Print the records again, character for character.
===
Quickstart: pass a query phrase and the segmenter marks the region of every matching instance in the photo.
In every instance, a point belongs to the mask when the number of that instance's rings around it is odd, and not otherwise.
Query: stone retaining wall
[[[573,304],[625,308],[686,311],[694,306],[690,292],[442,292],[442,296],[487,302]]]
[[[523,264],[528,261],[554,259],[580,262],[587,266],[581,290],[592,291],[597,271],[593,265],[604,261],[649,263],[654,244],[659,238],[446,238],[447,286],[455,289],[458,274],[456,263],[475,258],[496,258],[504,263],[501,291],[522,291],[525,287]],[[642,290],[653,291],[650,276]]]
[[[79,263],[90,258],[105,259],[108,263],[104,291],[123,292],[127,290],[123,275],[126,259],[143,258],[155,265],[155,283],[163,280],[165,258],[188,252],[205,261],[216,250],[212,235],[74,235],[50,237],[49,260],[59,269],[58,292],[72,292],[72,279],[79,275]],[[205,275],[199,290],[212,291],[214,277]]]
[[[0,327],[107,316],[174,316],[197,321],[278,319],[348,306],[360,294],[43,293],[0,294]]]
===
- TASK SOLUTION
Quickstart: pass a query phrase and the segmenter marks the region of every matching instance in the photo.
In every instance, a point belongs to the mask when the number of that instance's rings around it is odd, and not otherwise.
Query: stone retaining wall
[[[573,304],[625,308],[686,311],[694,306],[690,292],[442,292],[442,296],[487,302]]]
[[[523,264],[528,261],[554,259],[580,262],[587,266],[581,290],[592,291],[597,271],[593,265],[604,261],[649,263],[654,244],[659,238],[446,238],[447,286],[455,289],[458,274],[456,263],[475,258],[496,258],[504,263],[501,291],[522,291],[525,287]],[[642,290],[653,291],[650,276]]]
[[[79,263],[90,258],[105,259],[108,263],[104,291],[123,292],[127,290],[123,275],[126,259],[143,258],[155,265],[155,283],[163,280],[165,258],[188,252],[205,261],[216,250],[212,235],[74,235],[50,237],[49,260],[59,269],[58,292],[72,292],[72,279],[79,275]],[[205,275],[199,290],[212,291],[214,277]]]
[[[0,327],[107,316],[174,316],[197,321],[278,319],[348,306],[360,294],[43,293],[0,294]]]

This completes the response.